慌てて駆けつけると、原田先生と永倉先生が生徒達に群がられていました。
……しかしよく見ると、ふたりはとても対照的でした。
「おいおい、今日は子供が菓子ねだる日だろ? 俺はいいから、おまえたちで食えよ」
「って何でおまえら左之にだけ菓子渡すんだよ! 不公平だろ!」
永倉先生は男子生徒達にお菓子をねだられていて、
原田先生はお隣の島原女子高の女の子達にお菓子を贈られていました。
かわいそうな永倉先生に蹴散らされて、生徒達が退散して行きます。
「原田さん、永倉さん。あの……
いつもお世話になっているおふたりに、お菓子を作ってきたんですけど……」
「何!? 女神だ……俺の目の前に今、女神がいるぞ……!」
「おまえの手作りか。
せっかく作ってもらったってのに、受け取らねえわけにはいかねえな」
永倉先生は飛び上がって喜び、
原田先生はお礼にと、雪村にお菓子をたくさんくれました。
昼休みには、大量のお菓子を抱えた沖田と藤堂に遭遇しました。
「ふたりとも、すごいお菓子の量……。これ、みんなもらいものなんですか?」
「今日は子供が、大人にお菓子をねだっていい日だからね」
「先生たちからがっつり巻き上げてきたぜ!」

▬▬▬▬▬▬

▶ [出題文 A]: エントリのうち、文字列「santa」を含む行をすべて特定し、一行ずつそのまま書き写せ。大文字と小文字は区別する。

▬▬▬▬▬▬

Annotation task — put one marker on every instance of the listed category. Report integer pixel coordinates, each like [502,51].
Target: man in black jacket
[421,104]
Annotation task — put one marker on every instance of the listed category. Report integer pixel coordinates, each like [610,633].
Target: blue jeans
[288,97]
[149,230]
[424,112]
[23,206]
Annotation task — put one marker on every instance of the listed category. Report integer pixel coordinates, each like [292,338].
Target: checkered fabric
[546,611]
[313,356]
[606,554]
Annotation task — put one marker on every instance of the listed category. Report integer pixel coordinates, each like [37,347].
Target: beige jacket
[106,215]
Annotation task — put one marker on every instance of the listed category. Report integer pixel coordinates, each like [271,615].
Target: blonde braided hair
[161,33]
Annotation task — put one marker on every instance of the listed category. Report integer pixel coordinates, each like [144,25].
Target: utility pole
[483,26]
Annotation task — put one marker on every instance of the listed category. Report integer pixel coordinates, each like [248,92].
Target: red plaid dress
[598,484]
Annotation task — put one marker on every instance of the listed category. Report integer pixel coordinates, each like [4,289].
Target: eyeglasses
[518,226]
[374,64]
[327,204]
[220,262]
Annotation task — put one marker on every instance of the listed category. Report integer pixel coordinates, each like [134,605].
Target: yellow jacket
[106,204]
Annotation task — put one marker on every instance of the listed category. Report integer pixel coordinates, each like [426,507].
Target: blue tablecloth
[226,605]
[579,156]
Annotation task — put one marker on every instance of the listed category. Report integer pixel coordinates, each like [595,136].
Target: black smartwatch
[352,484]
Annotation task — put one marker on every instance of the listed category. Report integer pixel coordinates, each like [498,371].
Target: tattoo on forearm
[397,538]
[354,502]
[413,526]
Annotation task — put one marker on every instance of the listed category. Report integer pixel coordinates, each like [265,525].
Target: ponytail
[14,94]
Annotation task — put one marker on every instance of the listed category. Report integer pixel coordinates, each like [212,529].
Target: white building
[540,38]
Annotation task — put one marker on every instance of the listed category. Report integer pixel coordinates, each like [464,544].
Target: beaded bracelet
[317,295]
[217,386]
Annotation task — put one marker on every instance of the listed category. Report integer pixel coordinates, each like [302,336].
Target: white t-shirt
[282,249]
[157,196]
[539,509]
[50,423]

▬▬▬▬▬▬

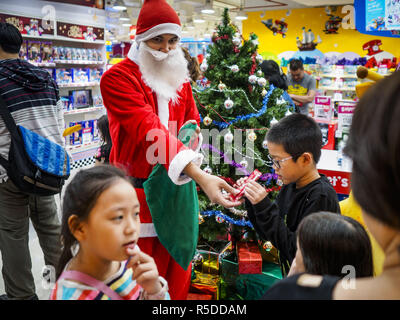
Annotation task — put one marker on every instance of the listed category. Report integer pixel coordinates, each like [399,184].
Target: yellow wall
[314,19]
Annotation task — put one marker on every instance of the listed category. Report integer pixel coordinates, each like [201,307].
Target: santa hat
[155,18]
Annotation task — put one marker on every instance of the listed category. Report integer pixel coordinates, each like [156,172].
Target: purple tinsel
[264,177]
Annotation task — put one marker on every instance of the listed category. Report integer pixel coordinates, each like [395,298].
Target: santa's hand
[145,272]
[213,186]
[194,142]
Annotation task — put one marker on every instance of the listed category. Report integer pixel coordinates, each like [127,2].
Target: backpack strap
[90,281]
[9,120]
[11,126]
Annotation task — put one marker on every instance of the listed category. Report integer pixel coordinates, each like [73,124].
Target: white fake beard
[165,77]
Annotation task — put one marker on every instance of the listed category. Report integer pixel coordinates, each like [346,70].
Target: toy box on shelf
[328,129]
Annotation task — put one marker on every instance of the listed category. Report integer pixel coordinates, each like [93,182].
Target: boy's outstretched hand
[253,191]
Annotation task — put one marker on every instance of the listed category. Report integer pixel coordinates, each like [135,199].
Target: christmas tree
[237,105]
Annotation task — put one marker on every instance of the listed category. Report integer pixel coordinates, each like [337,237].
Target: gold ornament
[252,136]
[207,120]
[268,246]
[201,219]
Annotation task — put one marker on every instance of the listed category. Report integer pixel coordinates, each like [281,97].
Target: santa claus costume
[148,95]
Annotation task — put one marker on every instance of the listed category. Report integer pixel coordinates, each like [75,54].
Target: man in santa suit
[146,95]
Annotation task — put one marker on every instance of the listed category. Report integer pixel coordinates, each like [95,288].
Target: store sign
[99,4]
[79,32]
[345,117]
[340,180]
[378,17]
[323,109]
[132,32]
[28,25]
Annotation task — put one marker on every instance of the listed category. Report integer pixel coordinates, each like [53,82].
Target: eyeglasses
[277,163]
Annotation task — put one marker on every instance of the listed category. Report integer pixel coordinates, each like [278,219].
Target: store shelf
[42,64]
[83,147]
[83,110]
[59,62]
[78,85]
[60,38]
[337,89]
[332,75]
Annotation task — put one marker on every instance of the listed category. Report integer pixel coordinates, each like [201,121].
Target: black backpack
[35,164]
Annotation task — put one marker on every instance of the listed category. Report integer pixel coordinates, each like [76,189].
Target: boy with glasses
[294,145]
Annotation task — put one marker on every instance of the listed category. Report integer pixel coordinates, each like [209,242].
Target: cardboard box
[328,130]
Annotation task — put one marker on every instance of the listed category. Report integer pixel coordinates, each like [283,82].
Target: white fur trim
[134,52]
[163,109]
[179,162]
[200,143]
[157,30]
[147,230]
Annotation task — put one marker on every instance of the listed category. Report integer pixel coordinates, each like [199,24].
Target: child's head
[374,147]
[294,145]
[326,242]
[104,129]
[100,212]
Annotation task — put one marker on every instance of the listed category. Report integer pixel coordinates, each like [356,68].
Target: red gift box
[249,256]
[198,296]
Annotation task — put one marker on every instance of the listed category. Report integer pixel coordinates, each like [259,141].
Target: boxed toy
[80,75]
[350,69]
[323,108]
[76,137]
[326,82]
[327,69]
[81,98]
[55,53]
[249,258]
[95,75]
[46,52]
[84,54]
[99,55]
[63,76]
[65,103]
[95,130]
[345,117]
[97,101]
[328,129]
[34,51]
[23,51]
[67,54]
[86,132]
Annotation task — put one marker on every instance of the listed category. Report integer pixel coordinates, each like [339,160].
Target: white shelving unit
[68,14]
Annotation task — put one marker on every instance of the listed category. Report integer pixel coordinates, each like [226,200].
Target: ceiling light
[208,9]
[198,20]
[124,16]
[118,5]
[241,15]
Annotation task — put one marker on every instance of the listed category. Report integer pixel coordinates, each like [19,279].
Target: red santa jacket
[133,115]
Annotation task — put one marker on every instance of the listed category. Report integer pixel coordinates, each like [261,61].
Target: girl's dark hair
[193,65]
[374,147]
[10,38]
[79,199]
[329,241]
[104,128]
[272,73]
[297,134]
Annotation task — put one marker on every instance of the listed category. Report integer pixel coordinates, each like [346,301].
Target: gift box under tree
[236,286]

▬▬▬▬▬▬

▶ [出題文 B]: 本文の「慌てて駆けつけると、原田先生と永倉先生が生徒達に群がられていました。」から「原田先生はお礼にと、雪村にお菓子をたくさんくれました。」までを、両端も含めて示してください。その際、「女神」は「天使」に置き換えること。

▶ [正解出力 A]:
Target: santa hat
Target: santa's hand
Target: santa claus costume
Target: man in santa suit
Target: red santa jacket

▶ [正解出力 B]:
慌てて駆けつけると、原田先生と永倉先生が生徒達に群がられていました。
……しかしよく見ると、ふたりはとても対照的でした。
「おいおい、今日は子供が菓子ねだる日だろ? 俺はいいから、おまえたちで食えよ」
「って何でおまえら左之にだけ菓子渡すんだよ! 不公平だろ!」
永倉先生は男子生徒達にお菓子をねだられていて、
原田先生はお隣の島原女子高の女の子達にお菓子を贈られていました。
かわいそうな永倉先生に蹴散らされて、生徒達が退散して行きます。
「原田さん、永倉さん。あの……
いつもお世話になっているおふたりに、お菓子を作ってきたんですけど……」
「何!? 天使だ……俺の目の前に今、天使がいるぞ……!」
「おまえの手作りか。
せっかく作ってもらったってのに、受け取らねえわけにはいかねえな」
永倉先生は飛び上がって喜び、
原田先生はお礼にと、雪村にお菓子をたくさんくれました。